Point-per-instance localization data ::

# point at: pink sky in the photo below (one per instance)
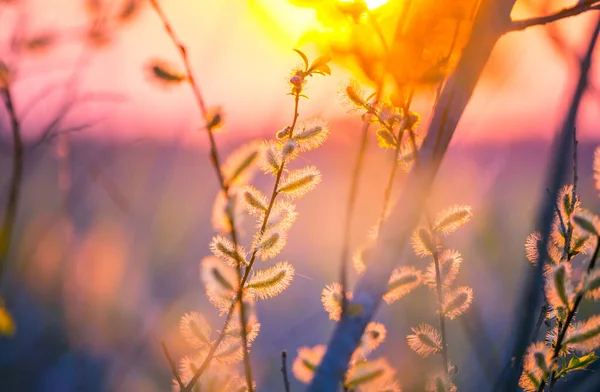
(242, 60)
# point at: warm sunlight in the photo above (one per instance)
(372, 4)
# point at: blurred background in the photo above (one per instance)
(117, 191)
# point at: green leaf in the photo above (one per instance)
(304, 58)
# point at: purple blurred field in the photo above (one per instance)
(96, 306)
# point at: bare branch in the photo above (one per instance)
(580, 7)
(12, 203)
(490, 24)
(172, 365)
(286, 380)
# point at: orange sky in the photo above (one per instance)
(241, 51)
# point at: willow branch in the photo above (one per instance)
(490, 23)
(16, 179)
(214, 155)
(286, 380)
(172, 365)
(530, 296)
(580, 7)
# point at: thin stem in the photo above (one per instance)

Instructions for the task :: Your task is to repeat the entries above exactly, omitting the pictures.

Answer box ::
# point at: pink sky in the photo below (one per instance)
(242, 60)
# point at: warm sunlight in the photo above (one per instance)
(372, 4)
# point at: blurred background in the photo above (one per instance)
(117, 191)
# point at: green leaf in the photo above (one per instance)
(304, 58)
# point at: purple blurred field in the photo above (one per instance)
(96, 306)
# point at: bare branch in the photo above (one per instance)
(580, 7)
(12, 203)
(490, 24)
(172, 365)
(286, 380)
# point at: orange sky in the photo above (one per instance)
(241, 51)
# point at: willow branch in the photo above (one per instance)
(490, 23)
(16, 179)
(214, 155)
(286, 380)
(172, 365)
(530, 296)
(580, 7)
# point at: thin stem in the photo above (one per instance)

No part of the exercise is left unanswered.